--- Start of Excerpt provided ---

# Toe ramps, cushioning and the Salomon Defenders



## eelpout (Mar 1, 2009)

Just received a set of the new Salomon Defenders. Looking forward to trying them out this season.

One thing was a bit of a puzzlement though: the cushioning on the base plate.

Here is a screen grab of a demo unit Salomon was showing in the spring, note the toe ramp on the bottom at left:










Now look at the sole of one from the pair I received:










Notice there is no cushioning underneath the toe ramp. Interesting.

Salomon apparently _does _use toe ramp cushioning on their production higher end Shadow Fit units like the Hologram and Quantum (you can find pics/vids online). 

At first I thought it was accidentally left off, then I found a video of a rep talking about the District a couple years ago, which has no cushioning underneath. He said it's because they wanted to "reduce the base plate area... for more natural board flex." 

I asked the retail shop about it after I discovered this and they were a bit mystified as well and intend to talk to Salomon about it this week.

So, what do people think is going on here? Feedback from spring demos and pros who tried it saying the cushioning wasn't needed or diminished the feel of it? Cost reduction?


----------



## TimelessDescent (Oct 26, 2014)

Ive never had padded toe ramps on any of my bindings so I wouldnt know what the benefits would be. Most of my boards past and present are pretty damp so its prob better if my toe ramps have direct contact with my board.

On a side note...I used to extend my adjustable toe ramps out towards the edge thinking I would have more leverage in a toe side turn. What I found out through trial and error was that my board had a more natural flex and roll when transtioning in and out of turns when my toe ramp wasnt extended as close the the edge. I ride mens large bindings and right now I think my toe ramp is all the way in...maybe one click towards the toe edge but thats it. This may not be the case for everyone but I thought I would share. (For reference i wear 10.5 size boot in a large binding on a directional freeride board with a 25.3 waist width.)


----------



## SkullAndXbones (Feb 24, 2014)

the thing that looks off to me about it is it looks like there's a spot to put a pad so i'm not sure why it would be designed that way if it's not supposed to have one. my rome targa bindings have rubber padding under the bindings that cover the whole base. that plus the canting pads make them very comfortable bindings IMO. i never feel any chatter under my boots and they are still very lively and responsive.


----------



## TimelessDescent (Oct 26, 2014)

SkullAndXbones said:


> the thing that looks off to me about it is it looks like there's a spot to put a pad so i'm not sure why it would be designed that way if it's not supposed to have one. my rome targa bindings have rubber padding under the bindings that cover the whole base. that plus the canting pads make them very comfortable bindings IMO. i never feel any chatter under my boots and they are still very lively and responsive.



I have padding under my bindings and whole base as well. thats where most of the shock absorption and weight will be. Having padding under the toe ramps is unnecessary for the most part as the adjustable toe ramp is only there to provide leverage.

--- End of Excerpt provided ---
--- Start of Extracted information ---

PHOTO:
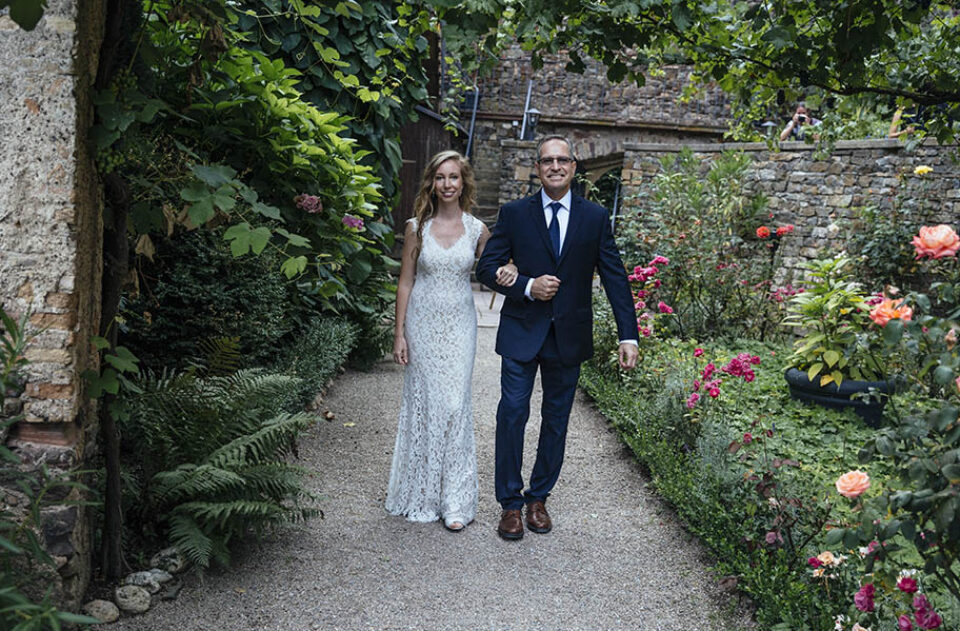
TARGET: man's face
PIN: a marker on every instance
(556, 168)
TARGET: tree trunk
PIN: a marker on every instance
(115, 264)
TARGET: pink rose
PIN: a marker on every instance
(863, 599)
(890, 309)
(853, 484)
(936, 242)
(907, 585)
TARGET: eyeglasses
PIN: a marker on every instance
(561, 161)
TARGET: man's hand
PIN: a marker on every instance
(545, 287)
(507, 275)
(628, 354)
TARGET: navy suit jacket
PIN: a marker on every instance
(521, 235)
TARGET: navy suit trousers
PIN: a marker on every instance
(559, 383)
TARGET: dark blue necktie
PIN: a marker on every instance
(554, 227)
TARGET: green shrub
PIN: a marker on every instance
(209, 453)
(719, 281)
(730, 490)
(318, 353)
(194, 291)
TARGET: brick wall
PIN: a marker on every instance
(50, 244)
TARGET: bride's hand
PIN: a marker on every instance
(507, 275)
(400, 350)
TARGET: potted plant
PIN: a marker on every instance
(834, 360)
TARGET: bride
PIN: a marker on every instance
(434, 471)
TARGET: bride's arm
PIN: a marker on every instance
(408, 273)
(506, 274)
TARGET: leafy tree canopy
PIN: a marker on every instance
(871, 51)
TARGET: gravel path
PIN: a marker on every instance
(616, 558)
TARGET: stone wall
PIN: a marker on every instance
(815, 193)
(559, 94)
(50, 244)
(600, 117)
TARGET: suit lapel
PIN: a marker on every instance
(573, 225)
(539, 224)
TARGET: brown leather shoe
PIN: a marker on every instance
(538, 520)
(511, 525)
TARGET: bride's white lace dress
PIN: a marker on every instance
(434, 471)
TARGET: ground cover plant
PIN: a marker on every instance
(826, 523)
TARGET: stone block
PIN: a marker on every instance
(49, 390)
(58, 525)
(59, 321)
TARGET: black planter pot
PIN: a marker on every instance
(870, 409)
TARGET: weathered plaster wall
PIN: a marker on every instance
(50, 248)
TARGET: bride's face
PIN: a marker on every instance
(447, 183)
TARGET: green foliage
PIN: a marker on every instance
(368, 60)
(207, 131)
(13, 342)
(25, 13)
(865, 51)
(318, 354)
(194, 290)
(834, 320)
(209, 453)
(759, 503)
(701, 218)
(920, 512)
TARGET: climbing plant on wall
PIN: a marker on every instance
(366, 60)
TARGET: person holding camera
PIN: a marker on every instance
(796, 128)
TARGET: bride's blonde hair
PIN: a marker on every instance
(425, 204)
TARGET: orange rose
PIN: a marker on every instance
(853, 484)
(890, 309)
(936, 242)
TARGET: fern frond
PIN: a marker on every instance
(273, 437)
(190, 481)
(190, 539)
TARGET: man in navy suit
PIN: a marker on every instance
(556, 240)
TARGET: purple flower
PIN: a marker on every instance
(352, 222)
(309, 203)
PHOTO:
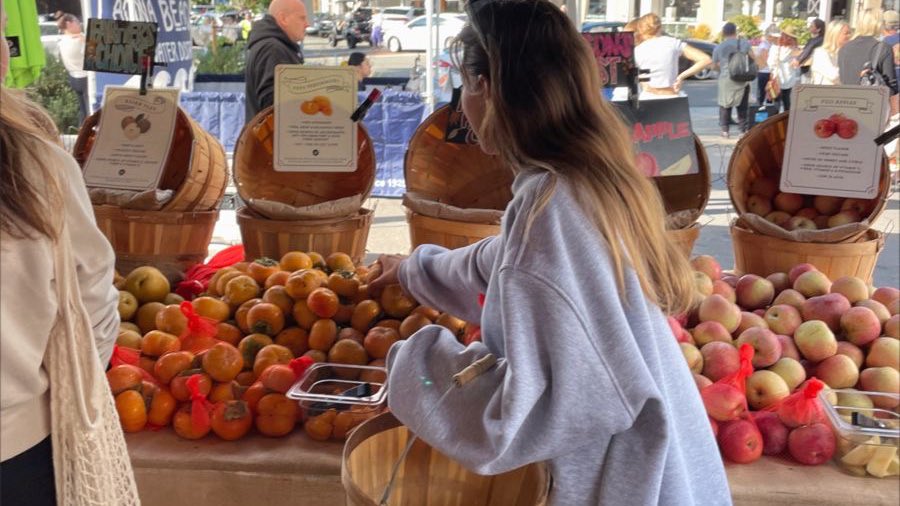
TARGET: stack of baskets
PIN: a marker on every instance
(256, 181)
(759, 154)
(178, 235)
(686, 196)
(444, 176)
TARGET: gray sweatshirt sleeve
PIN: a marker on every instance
(548, 396)
(450, 280)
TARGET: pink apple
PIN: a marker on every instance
(790, 297)
(881, 379)
(719, 360)
(800, 223)
(884, 352)
(779, 218)
(707, 265)
(892, 327)
(774, 432)
(860, 325)
(717, 308)
(838, 371)
(851, 287)
(812, 284)
(843, 218)
(764, 187)
(740, 441)
(878, 308)
(812, 444)
(723, 402)
(827, 205)
(759, 205)
(701, 381)
(780, 281)
(766, 345)
(707, 332)
(783, 319)
(765, 388)
(852, 351)
(789, 202)
(754, 292)
(788, 348)
(827, 308)
(799, 269)
(750, 320)
(815, 340)
(791, 371)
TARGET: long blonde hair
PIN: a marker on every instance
(539, 68)
(832, 34)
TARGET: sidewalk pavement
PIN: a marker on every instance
(389, 232)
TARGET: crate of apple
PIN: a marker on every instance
(801, 325)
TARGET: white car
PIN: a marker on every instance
(414, 35)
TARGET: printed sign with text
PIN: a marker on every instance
(829, 148)
(313, 129)
(133, 138)
(614, 52)
(118, 46)
(661, 129)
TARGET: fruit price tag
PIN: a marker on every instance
(313, 129)
(133, 138)
(830, 148)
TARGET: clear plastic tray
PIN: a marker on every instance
(866, 430)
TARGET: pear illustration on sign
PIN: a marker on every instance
(133, 126)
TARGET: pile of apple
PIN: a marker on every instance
(265, 323)
(792, 211)
(801, 325)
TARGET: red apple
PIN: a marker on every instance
(740, 441)
(812, 444)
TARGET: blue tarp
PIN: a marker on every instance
(391, 122)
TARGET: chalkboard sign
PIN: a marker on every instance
(118, 46)
(614, 52)
(661, 130)
(458, 131)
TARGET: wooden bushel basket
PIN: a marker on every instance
(763, 255)
(196, 169)
(427, 477)
(760, 153)
(263, 237)
(256, 178)
(170, 241)
(460, 175)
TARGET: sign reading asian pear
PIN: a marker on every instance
(133, 138)
(313, 129)
(830, 148)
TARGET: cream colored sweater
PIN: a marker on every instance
(28, 307)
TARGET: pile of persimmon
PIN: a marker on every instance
(270, 319)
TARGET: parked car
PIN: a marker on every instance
(393, 18)
(413, 36)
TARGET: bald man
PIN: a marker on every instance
(273, 41)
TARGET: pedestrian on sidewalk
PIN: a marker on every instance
(578, 199)
(731, 93)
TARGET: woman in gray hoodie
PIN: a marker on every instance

--- End of Extracted information ---

--- Set exercise ---
Please retype the stretch of the Salomon Defenders thread from "Salomon apparently _does" through "find pics/vids online).". The entries have no connection to the Salomon Defenders thread.

--- Written reply ---
Salomon apparently _does _use toe ramp cushioning on their production higher end Shadow Fit units like the Hologram and Quantum (you can find pics/vids online).